● **Exercises**
**a.** Reproduce everything in the video capture post from "Mon Jul 14 08:30:22" down to "some dma operations)..".
**b.** In one to three sentences, explain why the video capture post says flow control isn't really practical for raw video.
**c.** Summarize the video capture post in two sentences.

● **Extract provided**
▬▬▬▬▬▬▬▬▬▬

AW: BSD video capture emulation question

Mon Jul 14 08:30:22 PDT 2003

On Sun, 13 Jul 2003, John-Mark Gurney wrote:
>
> If the mbuf code seperated it out, this MIGHT be a possibility, I'm
> pretty sure we don't want to run into some of the problem with resource
> contention on mbufs..  Also, the buffer space may need more fine
> management...  The idea of a sink sending a packet that a source fills
> also is kinda wierd (necessary for some dma operations)..

There seems to be some lack of clarity in these discussions about what
level of API you are trying to create.  There's at least two
possibilities:

a) The low-level API for shifting bulk data and timing information
   between hardware devices and/or processing modules.  Here the
   device drivers and encoders/decoders are the providers and consumers
   of the API, and we're inevitably talking about a kernel interface.

b) A higher level API to control the 'plumbing'.  Here, user-interface
   programs are the consumer of the API, with the details of the
   bulk transfer mechanisms being hidden below the API.

This talk of Netgraph etc. seems to be addressing problem a), while I
thought you were originally talking about b).

If we are talking about a), I'd argue strongly that a single solution is
unlikely to fit all cases, and in particular that raw video needs to be
treated differently from compressed.

Raw video:
   - Has very high bandwidth requirements (165Mbit/sec for D1 resolution)
     This requires short-cut routings wherever possible, and flow control
     isn't really practical: you typically want to discard whole frames
     rather than buffering them when things can't keep up.  mbufs are
     probably not appropriate - a constrained number of whole-field
     buffers is more useful, with an mmap() style interface if the
     data absolutely has to pass into user-space.

   - Needs to negotiate format options in advance and supply
     data in the right format; having an intermediate module to
     fix up formatting (byte order, colourspace transform etc.)

▬▬▬▬▬▬▬▬▬▬

● **Pointing dataset excerpts**
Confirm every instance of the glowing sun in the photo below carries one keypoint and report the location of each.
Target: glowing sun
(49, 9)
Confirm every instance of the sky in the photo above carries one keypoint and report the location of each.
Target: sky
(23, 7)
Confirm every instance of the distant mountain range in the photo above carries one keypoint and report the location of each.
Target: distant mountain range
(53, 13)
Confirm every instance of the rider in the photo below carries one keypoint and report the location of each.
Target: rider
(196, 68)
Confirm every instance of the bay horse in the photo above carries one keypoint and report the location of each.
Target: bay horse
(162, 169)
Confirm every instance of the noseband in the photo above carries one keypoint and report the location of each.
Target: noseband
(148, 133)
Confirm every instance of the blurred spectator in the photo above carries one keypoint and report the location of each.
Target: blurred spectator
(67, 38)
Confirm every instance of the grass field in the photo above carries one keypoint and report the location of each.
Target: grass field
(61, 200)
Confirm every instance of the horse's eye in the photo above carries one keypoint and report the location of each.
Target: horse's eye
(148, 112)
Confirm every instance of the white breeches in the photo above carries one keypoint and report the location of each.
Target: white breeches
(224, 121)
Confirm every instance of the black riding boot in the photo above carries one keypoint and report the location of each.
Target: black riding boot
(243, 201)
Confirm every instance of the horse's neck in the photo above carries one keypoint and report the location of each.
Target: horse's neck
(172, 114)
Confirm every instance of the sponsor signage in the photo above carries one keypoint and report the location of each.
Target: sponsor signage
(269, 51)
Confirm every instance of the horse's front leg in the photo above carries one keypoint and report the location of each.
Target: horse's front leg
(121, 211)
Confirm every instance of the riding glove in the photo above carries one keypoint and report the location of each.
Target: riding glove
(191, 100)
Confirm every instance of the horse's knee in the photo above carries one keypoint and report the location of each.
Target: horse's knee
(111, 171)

▬▬▬▬▬▬▬▬▬▬

● **Full answers**
**a.**
Mon Jul 14 08:30:22 PDT 2003

On Sun, 13 Jul 2003, John-Mark Gurney wrote:
>
> If the mbuf code seperated it out, this MIGHT be a possibility, I'm
> pretty sure we don't want to run into some of the problem with resource
> contention on mbufs..  Also, the buffer space may need more fine
> management...  The idea of a sink sending a packet that a source fills
> also is kinda wierd (necessary for some dma operations)..

**b.** Raw video has very high bandwidth requirements, 165 Mbit/sec at D1 resolution, so it needs short-cut routings wherever possible. When things can't keep up, you typically want to discard whole frames rather than buffer them.

**c.** The post says the discussion is unclear about which level of API is meant: a low-level kernel interface for moving bulk data and timing information between hardware devices and processing modules, or a higher-level API that lets user-interface programs control the plumbing. For the low-level case, it argues that a single solution is unlikely to fit all cases and that raw video, with its very high bandwidth, should be treated differently from compressed video, using a constrained number of whole-field buffers rather than mbufs.